*Written request*. Your copy of the material must match it exactly, except that pictures are dropped.

— start of Raw records —

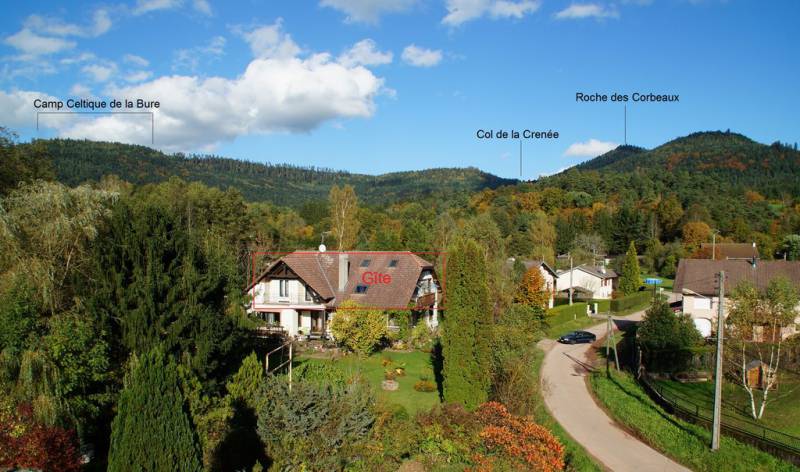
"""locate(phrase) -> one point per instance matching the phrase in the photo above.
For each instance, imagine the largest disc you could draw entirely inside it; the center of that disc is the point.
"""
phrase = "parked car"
(576, 337)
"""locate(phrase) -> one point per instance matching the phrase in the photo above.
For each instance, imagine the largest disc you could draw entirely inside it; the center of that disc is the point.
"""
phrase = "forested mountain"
(77, 161)
(730, 162)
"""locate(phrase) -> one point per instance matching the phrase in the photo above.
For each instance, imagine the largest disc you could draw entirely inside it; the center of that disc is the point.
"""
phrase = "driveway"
(567, 397)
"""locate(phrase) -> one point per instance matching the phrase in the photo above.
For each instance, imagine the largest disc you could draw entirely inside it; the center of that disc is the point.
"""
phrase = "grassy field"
(688, 444)
(576, 457)
(782, 412)
(417, 364)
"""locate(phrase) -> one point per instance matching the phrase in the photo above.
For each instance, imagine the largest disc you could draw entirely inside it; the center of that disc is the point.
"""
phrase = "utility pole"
(714, 245)
(564, 256)
(718, 374)
(570, 279)
(611, 341)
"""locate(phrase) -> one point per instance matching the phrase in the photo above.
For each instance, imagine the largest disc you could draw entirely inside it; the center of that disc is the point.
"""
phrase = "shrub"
(521, 441)
(25, 443)
(314, 426)
(425, 386)
(667, 338)
(421, 336)
(359, 330)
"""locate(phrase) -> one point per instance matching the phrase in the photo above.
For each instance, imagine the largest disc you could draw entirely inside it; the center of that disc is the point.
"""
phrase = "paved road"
(567, 397)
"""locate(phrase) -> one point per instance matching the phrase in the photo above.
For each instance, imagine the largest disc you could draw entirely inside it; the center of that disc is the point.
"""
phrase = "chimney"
(344, 270)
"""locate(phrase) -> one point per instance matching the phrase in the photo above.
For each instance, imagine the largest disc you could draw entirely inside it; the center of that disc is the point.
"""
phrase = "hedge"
(634, 300)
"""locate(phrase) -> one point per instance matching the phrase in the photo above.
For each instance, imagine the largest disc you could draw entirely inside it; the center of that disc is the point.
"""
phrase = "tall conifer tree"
(466, 329)
(152, 430)
(630, 280)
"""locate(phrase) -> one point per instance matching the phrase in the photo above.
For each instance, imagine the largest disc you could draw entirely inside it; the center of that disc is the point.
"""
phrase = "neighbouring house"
(548, 274)
(724, 251)
(588, 282)
(697, 285)
(301, 291)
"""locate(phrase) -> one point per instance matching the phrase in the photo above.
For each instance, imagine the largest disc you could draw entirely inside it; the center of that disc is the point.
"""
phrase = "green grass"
(417, 364)
(684, 442)
(565, 318)
(782, 412)
(576, 457)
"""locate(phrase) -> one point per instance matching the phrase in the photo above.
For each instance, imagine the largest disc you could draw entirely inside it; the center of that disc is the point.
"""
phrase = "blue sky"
(380, 86)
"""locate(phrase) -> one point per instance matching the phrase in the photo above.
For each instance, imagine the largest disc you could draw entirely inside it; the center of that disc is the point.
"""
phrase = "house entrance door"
(316, 321)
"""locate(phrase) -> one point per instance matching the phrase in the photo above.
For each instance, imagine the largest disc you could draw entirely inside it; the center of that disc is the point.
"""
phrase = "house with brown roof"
(301, 291)
(697, 285)
(588, 282)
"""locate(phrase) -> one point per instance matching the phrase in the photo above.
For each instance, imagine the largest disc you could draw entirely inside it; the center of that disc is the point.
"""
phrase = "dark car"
(576, 337)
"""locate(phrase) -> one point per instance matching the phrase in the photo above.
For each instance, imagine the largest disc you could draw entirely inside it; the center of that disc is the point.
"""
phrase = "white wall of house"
(550, 285)
(600, 288)
(269, 292)
(700, 307)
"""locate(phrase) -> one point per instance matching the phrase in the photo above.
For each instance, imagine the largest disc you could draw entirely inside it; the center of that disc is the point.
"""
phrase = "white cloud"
(203, 7)
(138, 76)
(190, 59)
(80, 90)
(32, 44)
(364, 53)
(136, 60)
(578, 11)
(145, 6)
(368, 11)
(100, 72)
(270, 41)
(590, 148)
(421, 57)
(462, 11)
(82, 57)
(101, 23)
(274, 94)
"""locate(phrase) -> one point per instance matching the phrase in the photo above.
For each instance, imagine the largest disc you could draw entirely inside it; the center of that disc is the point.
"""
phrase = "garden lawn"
(417, 364)
(783, 408)
(686, 443)
(564, 318)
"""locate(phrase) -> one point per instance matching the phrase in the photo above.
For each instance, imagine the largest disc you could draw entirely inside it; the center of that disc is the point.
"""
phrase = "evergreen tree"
(466, 329)
(630, 281)
(158, 284)
(152, 430)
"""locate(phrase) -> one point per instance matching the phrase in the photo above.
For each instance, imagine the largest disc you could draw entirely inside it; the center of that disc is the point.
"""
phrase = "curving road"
(567, 397)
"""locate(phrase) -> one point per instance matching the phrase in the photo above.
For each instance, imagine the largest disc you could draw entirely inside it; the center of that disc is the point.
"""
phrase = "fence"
(775, 442)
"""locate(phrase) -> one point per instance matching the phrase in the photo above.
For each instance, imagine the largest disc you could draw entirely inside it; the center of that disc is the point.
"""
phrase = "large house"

— end of Raw records —

*Answer below*.
"""locate(phrase) -> one point per instance matching the phrase in the photo above.
For each instance, imagine the largest disc you could draw entirely inside it; the center of that disc is the point.
"""
phrase = "parked car"
(576, 337)
"""locate(phrase) -> one point per instance matching the phrase in the photo above.
For each instance, imagine the largest disc you could draw entirely inside it; the center of that disc is the point.
"""
phrase = "forested mountain"
(77, 161)
(730, 162)
"""locate(phrase) -> one point per instance matching the phrase in the photo above.
For each instance, imagine the largest disc you could draw entirely inside it; the center of that disc is the point.
"""
phrase = "driveway"
(567, 397)
"""locate(phrase) -> one point per instance matching the phrase in the photo above.
For each instance, imagine the largest disc you could draw entirely inside it; the center of that disc is the point.
"""
phrase = "grassy field"
(688, 444)
(576, 457)
(782, 412)
(417, 364)
"""locate(phrase) -> one point per instance matching the phrase in the photo above.
For each instance, imagine the largest disc you could draw entirely inside it; the center of that disc is the point.
"""
phrase = "utility pole"
(714, 245)
(564, 256)
(718, 374)
(570, 279)
(611, 341)
"""locate(phrase) -> one point per instance matching the phrase in the photo above.
For each instance, imagine the largest disc you could draw entirely inside it; the center of that disc is the point.
"""
phrase = "shrub"
(521, 441)
(25, 443)
(314, 426)
(425, 386)
(667, 338)
(421, 336)
(359, 330)
"""locate(phrase) -> one point per instance matching the phrase in the photo above.
For each instance, imagine the largest disc you could draw entirely inside it; the center of that disc is the point.
"""
phrase = "paved road"
(567, 397)
"""locate(phrase) -> one point per instance matching the phrase in the photo above.
For each instance, imagine the largest disc you could draw entirely inside it; the center of that disc is the point.
"""
phrase = "chimney"
(344, 270)
"""locate(phrase) -> one point per instance matching the phrase in the photo above.
For each instance, imagine the largest disc you could draw entirely inside it; the center of that disc is the point.
"""
phrase = "hedge"
(634, 300)
"""locate(phrase) -> one point per instance matching the phrase in the photo above.
For each instance, imagine the largest disc you could draw entirely inside it; the center of that disc is the point.
"""
phrase = "tall conifer tree"
(466, 329)
(152, 430)
(630, 280)
"""locate(phrase) -> one point per instance matching the phrase in the photo above.
For each instance, imagine the largest disc you could draw entirely inside it; the center of that disc is the point.
"""
phrase = "neighbouring house"
(548, 274)
(724, 251)
(588, 282)
(697, 285)
(301, 291)
"""locate(phrase) -> one point per instance matching the phrase in the photo above.
For each instance, imagine the largest disc you could draw entirely inside it; the center of that disc is the point.
"""
phrase = "green grass"
(417, 364)
(684, 442)
(565, 318)
(782, 412)
(576, 457)
"""locate(phrase) -> one point per instance matching the phrase in the photo above.
For each instance, imagine the largest disc you could draw entirely inside it; the center of that disc is the point.
"""
phrase = "blue sky"
(380, 86)
"""locate(phrase) -> one point per instance matching the phrase in the photo above.
For each instance, imagine the largest disc you could draw entirely inside it; the center of that disc is the point.
"""
phrase = "house entrance door"
(316, 321)
"""locate(phrase) -> one point per instance matching the phrase in the photo above.
For each instance, imagine the largest disc you could draw entirely inside it; the center of that disc is the point.
"""
phrase = "house with brown roof"
(301, 291)
(697, 285)
(588, 282)
"""locate(phrase) -> one point per instance matching the phrase in the photo above.
For each instance, imagine the largest disc you could draw entirely inside it; the center of that disc is the point.
"""
phrase = "dark car"
(576, 337)
"""locate(phrase) -> one point per instance matching the phrase in the photo above.
For each instance, imagine the largest disc you could draw entirely inside it; the center of that disc is the point.
"""
phrase = "white wall of house"
(550, 285)
(600, 288)
(269, 292)
(700, 307)
"""locate(phrase) -> one point per instance matching the phrase in the photo above.
For each instance, imagine the largest disc you could draw entirely inside it; the center of that disc is the point.
"""
phrase = "white cloud"
(203, 7)
(138, 76)
(190, 59)
(80, 90)
(32, 44)
(364, 53)
(136, 60)
(578, 11)
(145, 6)
(368, 11)
(100, 72)
(270, 41)
(590, 148)
(421, 57)
(462, 11)
(82, 57)
(101, 23)
(274, 94)
"""locate(phrase) -> one point per instance matching the phrase in the photo above.
For each instance, imagine the largest disc you could draw entirely inside it; the center of that disc is the point.
"""
phrase = "garden lawn"
(417, 364)
(783, 408)
(686, 443)
(564, 318)
"""locate(phrase) -> one point per instance matching the phrase in the photo above.
For each instance, imagine the largest disc you could draw entirely inside it; the center of that disc is the point.
"""
phrase = "evergreen tree"
(466, 329)
(630, 281)
(158, 284)
(152, 430)
"""locate(phrase) -> one point per instance matching the phrase in the photo above.
For each instance, imagine the largest disc you could draw entirely inside it; the center of that disc is the point.
"""
phrase = "curving road"
(567, 397)
"""locate(phrase) -> one point per instance matching the phrase in the photo above.
For each instance, imagine the largest disc you could draw entirely inside it; the center of that disc is the point.
"""
phrase = "fence"
(775, 442)
"""locate(phrase) -> one point per instance matching the phrase in the photo above.
For each instance, imagine the largest disc you could draw entirely inside it; the center of that disc is the point.
"""
phrase = "large house"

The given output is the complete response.